Given exercise:
Rewrite every line of the records below as a numbered list, omitting blank lines and leaving out the pictures.

Source material:
^^^^^^^^
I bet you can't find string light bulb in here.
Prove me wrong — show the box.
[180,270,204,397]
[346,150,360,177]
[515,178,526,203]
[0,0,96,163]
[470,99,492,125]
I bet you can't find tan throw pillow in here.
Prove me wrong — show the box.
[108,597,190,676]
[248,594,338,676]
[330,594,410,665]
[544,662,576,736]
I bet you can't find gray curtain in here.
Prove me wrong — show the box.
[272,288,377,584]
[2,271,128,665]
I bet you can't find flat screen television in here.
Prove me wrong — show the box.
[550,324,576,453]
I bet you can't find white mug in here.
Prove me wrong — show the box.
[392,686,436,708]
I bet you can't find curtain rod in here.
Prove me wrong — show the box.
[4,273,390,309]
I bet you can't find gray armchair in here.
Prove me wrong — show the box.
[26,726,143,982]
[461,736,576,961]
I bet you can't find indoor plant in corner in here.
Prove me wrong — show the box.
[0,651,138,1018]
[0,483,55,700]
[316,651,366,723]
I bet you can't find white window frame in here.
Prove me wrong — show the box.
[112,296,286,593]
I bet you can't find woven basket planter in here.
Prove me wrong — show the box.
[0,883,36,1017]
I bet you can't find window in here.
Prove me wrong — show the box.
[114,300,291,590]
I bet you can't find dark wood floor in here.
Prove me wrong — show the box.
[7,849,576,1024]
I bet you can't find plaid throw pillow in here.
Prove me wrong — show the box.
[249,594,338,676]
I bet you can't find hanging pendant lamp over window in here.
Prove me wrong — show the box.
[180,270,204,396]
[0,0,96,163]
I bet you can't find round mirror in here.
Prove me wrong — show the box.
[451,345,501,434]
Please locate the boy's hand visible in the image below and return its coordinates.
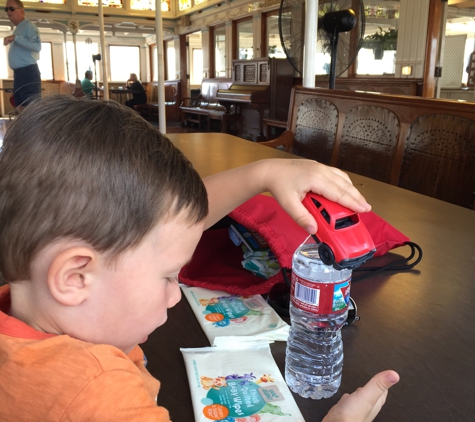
^^^^^^^^
Response to the exercise:
1. I bet you can't find string light bulb in here.
2. Prove me wrong — show the box.
3. [180,270,204,397]
4. [346,150,360,177]
5. [515,178,526,203]
6. [0,0,96,163]
7. [470,99,492,125]
8. I bet you can't find tan throw pillow in here.
9. Prove me wrong — show the box.
10. [108,597,190,676]
11. [248,594,338,676]
12. [330,594,410,665]
13. [544,662,576,736]
14. I bet you can't find gray curtain in here.
15. Prove me wrong — show the box.
16. [272,288,377,584]
17. [2,271,128,665]
18. I bet you can't find flat screen television in here.
19. Prove me wrong — show the box.
20. [550,324,576,453]
21. I bet you can't find white mug in here.
22. Prove me wrong — show the box.
23. [392,686,436,708]
24. I bet you can't find curtain rod in here.
25. Prove me wrong — show the box.
26. [4,273,390,309]
27. I bet you can't find gray armchair in here.
28. Prove me wrong — show the box.
29. [26,726,143,982]
30. [461,736,576,961]
31. I bet you can't find indoor plant in corner in here.
32. Prove me wrong — show the box.
33. [0,651,138,1018]
34. [0,483,55,700]
35. [316,651,366,723]
36. I bet you can't find white window frame in here.
37. Prove me wrong — show the box.
38. [112,296,286,593]
39. I bet you can't find woven basket planter in here.
40. Prove me wrong — show the box.
41. [0,883,36,1017]
42. I bet you can't find window in here.
43. Prove me wrong — show the box.
44. [114,300,291,590]
45. I bet you can't find dark wood floor in here.
46. Prove me wrong — show the box.
47. [7,849,576,1024]
48. I bet you can't find plaid throw pillow in here.
49. Prove me wrong — show the box.
50. [249,594,338,676]
51. I bet you can't find hanging pendant lamp over window in here.
52. Prove me wrong — show the box.
53. [180,270,204,396]
54. [0,0,96,163]
55. I bet you can't find round mirror in here.
56. Prove me wrong — show the box.
57. [451,345,501,434]
58. Please locate the boy's hand visible in the image below and return its coordinates.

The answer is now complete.